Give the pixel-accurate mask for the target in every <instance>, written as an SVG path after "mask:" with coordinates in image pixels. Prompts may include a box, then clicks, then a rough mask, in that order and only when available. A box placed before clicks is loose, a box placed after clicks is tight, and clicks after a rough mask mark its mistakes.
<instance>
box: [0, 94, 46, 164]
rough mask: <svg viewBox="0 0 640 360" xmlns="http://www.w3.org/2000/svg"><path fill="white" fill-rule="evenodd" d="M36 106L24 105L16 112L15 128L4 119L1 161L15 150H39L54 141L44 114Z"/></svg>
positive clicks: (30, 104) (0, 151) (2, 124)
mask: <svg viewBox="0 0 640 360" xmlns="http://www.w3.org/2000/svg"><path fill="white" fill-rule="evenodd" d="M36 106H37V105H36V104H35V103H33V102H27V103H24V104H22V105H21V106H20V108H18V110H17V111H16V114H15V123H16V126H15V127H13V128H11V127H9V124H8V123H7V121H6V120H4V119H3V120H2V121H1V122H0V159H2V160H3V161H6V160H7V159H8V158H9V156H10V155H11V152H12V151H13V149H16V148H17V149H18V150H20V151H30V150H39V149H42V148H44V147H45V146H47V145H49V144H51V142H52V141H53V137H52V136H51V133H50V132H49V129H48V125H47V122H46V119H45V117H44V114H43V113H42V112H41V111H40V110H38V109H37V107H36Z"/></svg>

■ Problem statement ■
Rewrite the data above, changing every "rough mask" to "coarse mask" and leaving everything else as it is.

■ Task answer ■
Give the pixel-accurate mask for the target in every <instance>, written as an SVG path after "mask:" with coordinates in image pixels. Prompts may include a box, then clicks, then a coarse mask, in that order and only when available. A box placed before clicks is loose, a box placed after clicks is tight, and clicks after a coarse mask mark its mistakes.
<instance>
box: [0, 94, 46, 164]
coarse mask: <svg viewBox="0 0 640 360" xmlns="http://www.w3.org/2000/svg"><path fill="white" fill-rule="evenodd" d="M36 106L24 105L16 112L15 128L4 119L1 161L15 150H39L54 141L44 114Z"/></svg>
positive clicks: (30, 104) (0, 151) (2, 124)
mask: <svg viewBox="0 0 640 360" xmlns="http://www.w3.org/2000/svg"><path fill="white" fill-rule="evenodd" d="M36 106H37V105H36V104H35V103H33V102H27V103H24V104H22V105H21V106H20V108H18V110H17V111H16V114H15V123H16V126H15V127H13V128H11V127H9V124H8V123H7V121H6V120H4V119H3V120H2V121H1V122H0V159H2V160H3V161H6V160H7V159H8V158H9V156H10V155H11V152H12V151H13V149H16V148H17V149H18V150H20V151H30V150H39V149H42V148H44V147H45V146H47V145H49V144H51V142H52V141H53V137H52V136H51V133H50V132H49V129H48V125H47V122H46V119H45V117H44V114H43V113H42V112H41V111H40V110H38V109H37V107H36Z"/></svg>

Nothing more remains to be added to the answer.